[Pointing dataset excerpts]
···

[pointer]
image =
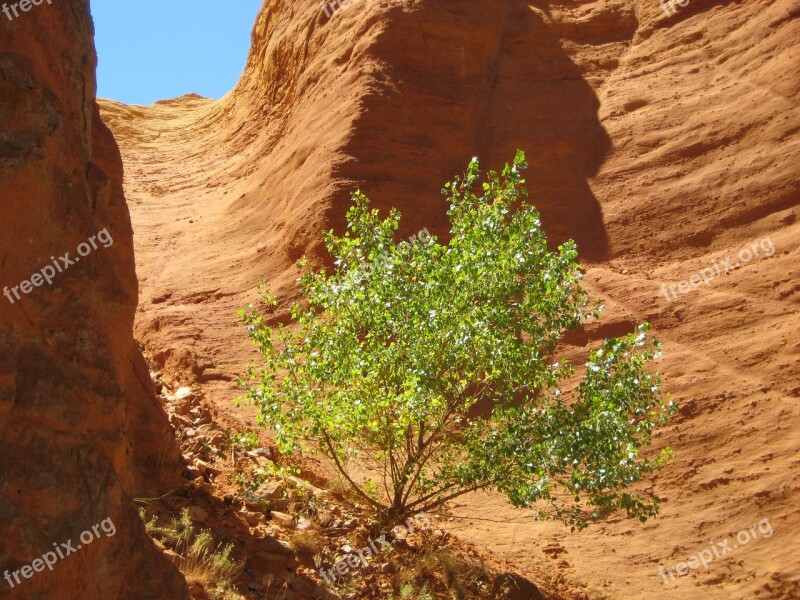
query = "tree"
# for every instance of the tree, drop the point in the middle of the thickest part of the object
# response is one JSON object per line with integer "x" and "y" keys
{"x": 431, "y": 366}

···

→ **REQUIREMENT**
Output the lines above as a Markdown table with the columns Row and Line, numbering each row and omitting blank lines. Leave the pictures out.

→ **WRITTEN SOLUTION**
| Row | Line |
|---|---|
| 1 | [pointer] |
| 2 | image = |
| 3 | query = "tree" |
| 4 | # for every instance of the tree, drop the point in the middle of the thickest part of the object |
| 5 | # response is one JSON object per line with integer "x" and "y" keys |
| 6 | {"x": 431, "y": 366} |